[Exercise]: Find the line containing "Target: withered flower head", then output it and every line after it through the end of the listing below, exactly as written.

Stored items from a collection:
****************
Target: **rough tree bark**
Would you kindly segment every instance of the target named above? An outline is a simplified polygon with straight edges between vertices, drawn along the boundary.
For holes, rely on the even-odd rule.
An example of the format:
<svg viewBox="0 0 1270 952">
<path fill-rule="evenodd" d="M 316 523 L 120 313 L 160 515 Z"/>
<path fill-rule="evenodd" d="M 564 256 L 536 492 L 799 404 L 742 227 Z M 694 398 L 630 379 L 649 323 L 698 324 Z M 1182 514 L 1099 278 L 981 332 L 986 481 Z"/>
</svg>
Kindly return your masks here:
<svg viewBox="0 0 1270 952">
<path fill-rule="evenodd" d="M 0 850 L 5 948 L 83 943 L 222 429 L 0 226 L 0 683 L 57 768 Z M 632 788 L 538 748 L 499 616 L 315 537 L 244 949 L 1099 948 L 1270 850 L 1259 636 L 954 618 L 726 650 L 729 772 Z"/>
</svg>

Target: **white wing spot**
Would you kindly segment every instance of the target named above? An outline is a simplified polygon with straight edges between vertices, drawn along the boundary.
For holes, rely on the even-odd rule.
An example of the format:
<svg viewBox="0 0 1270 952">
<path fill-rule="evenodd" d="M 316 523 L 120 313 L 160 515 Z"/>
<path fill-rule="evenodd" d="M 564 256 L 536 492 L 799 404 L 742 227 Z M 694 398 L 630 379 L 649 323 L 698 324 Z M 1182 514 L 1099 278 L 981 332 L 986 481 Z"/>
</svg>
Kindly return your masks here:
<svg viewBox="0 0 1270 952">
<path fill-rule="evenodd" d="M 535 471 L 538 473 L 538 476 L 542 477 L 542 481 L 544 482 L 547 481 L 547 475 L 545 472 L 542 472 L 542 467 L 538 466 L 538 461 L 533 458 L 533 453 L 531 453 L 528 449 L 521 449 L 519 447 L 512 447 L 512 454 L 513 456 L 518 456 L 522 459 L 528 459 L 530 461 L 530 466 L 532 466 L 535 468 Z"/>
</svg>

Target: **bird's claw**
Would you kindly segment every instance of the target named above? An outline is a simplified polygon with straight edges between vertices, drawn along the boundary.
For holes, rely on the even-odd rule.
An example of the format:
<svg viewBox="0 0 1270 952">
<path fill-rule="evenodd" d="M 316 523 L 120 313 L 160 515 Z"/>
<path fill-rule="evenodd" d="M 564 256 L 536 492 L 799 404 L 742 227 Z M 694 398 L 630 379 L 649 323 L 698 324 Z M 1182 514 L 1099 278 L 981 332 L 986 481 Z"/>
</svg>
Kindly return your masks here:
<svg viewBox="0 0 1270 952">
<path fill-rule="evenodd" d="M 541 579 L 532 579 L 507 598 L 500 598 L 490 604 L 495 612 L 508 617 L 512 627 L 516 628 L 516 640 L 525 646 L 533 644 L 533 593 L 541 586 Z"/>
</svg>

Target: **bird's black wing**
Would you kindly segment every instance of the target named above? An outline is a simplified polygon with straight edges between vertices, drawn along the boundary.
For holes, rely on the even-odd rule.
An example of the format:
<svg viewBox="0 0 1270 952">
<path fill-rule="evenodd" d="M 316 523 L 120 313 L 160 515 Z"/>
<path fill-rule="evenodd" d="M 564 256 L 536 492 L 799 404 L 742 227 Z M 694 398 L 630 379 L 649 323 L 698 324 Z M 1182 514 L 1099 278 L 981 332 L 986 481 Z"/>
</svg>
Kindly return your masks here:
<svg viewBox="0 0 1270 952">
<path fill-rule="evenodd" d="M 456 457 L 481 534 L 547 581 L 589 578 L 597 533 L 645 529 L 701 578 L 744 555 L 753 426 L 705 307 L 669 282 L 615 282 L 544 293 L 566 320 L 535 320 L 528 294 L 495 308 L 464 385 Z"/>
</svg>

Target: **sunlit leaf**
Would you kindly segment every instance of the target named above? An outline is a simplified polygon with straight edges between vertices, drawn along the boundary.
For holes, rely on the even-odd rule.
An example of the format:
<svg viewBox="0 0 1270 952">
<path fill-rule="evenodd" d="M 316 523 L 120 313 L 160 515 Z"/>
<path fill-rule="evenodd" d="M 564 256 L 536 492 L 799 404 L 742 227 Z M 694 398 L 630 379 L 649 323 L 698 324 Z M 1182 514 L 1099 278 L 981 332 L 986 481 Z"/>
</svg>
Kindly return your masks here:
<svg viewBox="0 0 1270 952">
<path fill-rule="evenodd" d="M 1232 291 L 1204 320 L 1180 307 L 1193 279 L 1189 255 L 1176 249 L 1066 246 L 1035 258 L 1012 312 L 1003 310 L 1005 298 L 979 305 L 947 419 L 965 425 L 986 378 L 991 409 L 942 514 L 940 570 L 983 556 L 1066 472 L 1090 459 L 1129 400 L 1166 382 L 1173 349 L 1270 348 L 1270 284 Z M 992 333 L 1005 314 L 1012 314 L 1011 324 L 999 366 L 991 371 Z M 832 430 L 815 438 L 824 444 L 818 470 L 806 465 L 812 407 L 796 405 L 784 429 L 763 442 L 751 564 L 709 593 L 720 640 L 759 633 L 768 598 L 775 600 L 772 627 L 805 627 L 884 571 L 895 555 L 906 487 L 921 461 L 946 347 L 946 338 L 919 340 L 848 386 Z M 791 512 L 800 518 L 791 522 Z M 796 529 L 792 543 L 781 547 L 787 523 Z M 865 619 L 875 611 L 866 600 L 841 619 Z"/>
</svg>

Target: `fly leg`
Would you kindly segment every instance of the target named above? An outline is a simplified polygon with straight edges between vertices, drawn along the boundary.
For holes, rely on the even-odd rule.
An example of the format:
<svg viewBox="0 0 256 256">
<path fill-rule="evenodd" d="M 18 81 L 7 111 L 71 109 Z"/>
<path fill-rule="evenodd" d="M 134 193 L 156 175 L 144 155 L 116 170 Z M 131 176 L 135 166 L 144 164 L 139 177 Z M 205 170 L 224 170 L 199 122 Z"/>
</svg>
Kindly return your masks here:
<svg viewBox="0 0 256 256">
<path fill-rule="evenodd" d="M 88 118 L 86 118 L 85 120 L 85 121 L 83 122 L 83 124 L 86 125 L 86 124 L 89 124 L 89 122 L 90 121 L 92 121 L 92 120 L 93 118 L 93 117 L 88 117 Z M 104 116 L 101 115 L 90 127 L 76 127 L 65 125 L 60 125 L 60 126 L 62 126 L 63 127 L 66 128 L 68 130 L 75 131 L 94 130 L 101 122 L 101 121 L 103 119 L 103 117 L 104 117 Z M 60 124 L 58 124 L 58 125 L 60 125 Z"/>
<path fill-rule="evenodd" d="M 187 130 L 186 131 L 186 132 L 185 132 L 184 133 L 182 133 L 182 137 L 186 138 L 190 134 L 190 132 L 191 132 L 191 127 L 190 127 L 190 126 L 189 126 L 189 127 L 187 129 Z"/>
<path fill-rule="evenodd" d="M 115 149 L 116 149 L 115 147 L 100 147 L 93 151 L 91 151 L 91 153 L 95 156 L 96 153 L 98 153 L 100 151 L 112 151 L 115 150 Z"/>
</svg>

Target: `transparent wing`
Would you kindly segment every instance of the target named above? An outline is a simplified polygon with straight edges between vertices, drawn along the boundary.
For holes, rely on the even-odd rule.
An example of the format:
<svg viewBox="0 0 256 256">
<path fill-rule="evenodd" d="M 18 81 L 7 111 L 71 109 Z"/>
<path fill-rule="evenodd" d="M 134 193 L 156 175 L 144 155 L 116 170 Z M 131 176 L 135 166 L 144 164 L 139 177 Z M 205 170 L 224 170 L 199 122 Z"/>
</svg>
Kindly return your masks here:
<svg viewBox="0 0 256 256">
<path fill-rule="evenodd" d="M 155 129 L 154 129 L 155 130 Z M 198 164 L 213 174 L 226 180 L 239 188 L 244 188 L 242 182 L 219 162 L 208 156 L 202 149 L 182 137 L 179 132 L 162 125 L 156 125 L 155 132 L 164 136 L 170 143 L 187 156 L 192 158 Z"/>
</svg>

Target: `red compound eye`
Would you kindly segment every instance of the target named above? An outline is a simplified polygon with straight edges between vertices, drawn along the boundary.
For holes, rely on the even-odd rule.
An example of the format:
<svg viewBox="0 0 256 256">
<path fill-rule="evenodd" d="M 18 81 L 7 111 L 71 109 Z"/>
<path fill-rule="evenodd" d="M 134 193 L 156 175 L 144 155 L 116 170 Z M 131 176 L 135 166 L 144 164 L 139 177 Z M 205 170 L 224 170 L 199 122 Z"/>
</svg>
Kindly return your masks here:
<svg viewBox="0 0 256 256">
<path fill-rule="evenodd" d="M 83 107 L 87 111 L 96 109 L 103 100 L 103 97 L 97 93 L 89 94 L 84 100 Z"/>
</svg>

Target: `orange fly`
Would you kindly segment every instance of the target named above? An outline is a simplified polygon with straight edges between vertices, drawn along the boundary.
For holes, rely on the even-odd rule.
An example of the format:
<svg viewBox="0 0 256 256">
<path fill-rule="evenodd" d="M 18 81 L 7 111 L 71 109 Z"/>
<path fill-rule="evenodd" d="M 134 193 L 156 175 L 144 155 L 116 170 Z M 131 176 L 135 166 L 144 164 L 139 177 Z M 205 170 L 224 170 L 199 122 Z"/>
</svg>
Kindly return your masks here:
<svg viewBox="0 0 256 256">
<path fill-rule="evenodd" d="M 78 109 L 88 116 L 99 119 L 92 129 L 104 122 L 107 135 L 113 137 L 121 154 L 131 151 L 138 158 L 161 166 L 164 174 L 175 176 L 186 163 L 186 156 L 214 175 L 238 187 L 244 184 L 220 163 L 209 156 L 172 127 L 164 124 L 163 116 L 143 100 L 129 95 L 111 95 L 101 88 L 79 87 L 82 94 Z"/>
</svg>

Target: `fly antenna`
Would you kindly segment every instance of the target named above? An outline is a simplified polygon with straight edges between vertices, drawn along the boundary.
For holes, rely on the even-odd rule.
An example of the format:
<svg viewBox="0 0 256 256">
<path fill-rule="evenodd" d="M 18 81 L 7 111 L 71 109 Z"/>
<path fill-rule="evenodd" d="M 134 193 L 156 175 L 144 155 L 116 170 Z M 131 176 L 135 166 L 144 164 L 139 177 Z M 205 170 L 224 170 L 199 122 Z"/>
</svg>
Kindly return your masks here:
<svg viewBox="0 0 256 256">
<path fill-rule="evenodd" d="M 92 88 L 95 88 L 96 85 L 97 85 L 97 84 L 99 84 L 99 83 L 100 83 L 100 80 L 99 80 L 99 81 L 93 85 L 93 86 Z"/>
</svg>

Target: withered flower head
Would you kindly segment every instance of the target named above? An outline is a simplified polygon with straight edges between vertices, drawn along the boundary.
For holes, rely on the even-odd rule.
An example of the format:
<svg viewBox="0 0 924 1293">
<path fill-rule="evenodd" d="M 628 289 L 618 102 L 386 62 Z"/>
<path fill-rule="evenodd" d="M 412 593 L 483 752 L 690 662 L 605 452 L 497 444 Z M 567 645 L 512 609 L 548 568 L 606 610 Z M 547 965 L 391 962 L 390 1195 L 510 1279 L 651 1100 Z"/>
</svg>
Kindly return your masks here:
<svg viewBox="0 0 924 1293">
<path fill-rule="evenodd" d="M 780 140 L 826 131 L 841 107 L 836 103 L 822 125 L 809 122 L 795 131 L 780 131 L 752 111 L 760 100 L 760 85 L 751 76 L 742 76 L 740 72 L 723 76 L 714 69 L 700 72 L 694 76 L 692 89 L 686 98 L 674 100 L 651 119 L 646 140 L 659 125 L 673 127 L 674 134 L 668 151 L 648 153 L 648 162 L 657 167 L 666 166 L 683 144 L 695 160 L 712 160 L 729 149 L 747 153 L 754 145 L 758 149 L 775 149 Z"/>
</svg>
****************
[Response for this exercise]:
Target: withered flower head
Would you kindly segment every instance of the target named above? An outline is a simplified polygon with straight edges between vertices, drawn along the boundary.
For holes, rely on the even-odd rule.
An example of the format:
<svg viewBox="0 0 924 1293">
<path fill-rule="evenodd" d="M 628 289 L 618 102 L 386 62 Z"/>
<path fill-rule="evenodd" d="M 412 593 L 483 752 L 690 662 L 605 452 L 497 444 Z M 567 645 L 512 609 L 548 568 L 606 610 Z M 547 965 L 391 962 L 390 1195 L 510 1279 L 651 1100 Z"/>
</svg>
Kindly return your masks here:
<svg viewBox="0 0 924 1293">
<path fill-rule="evenodd" d="M 780 140 L 826 131 L 841 107 L 836 103 L 822 125 L 809 122 L 795 131 L 780 131 L 752 111 L 760 100 L 760 85 L 751 76 L 742 76 L 740 72 L 723 76 L 714 69 L 700 72 L 694 76 L 692 89 L 686 98 L 674 100 L 651 119 L 646 140 L 659 125 L 673 127 L 674 134 L 668 151 L 648 153 L 648 162 L 657 167 L 666 166 L 683 144 L 695 160 L 712 160 L 729 149 L 747 153 L 754 145 L 758 149 L 775 149 Z"/>
</svg>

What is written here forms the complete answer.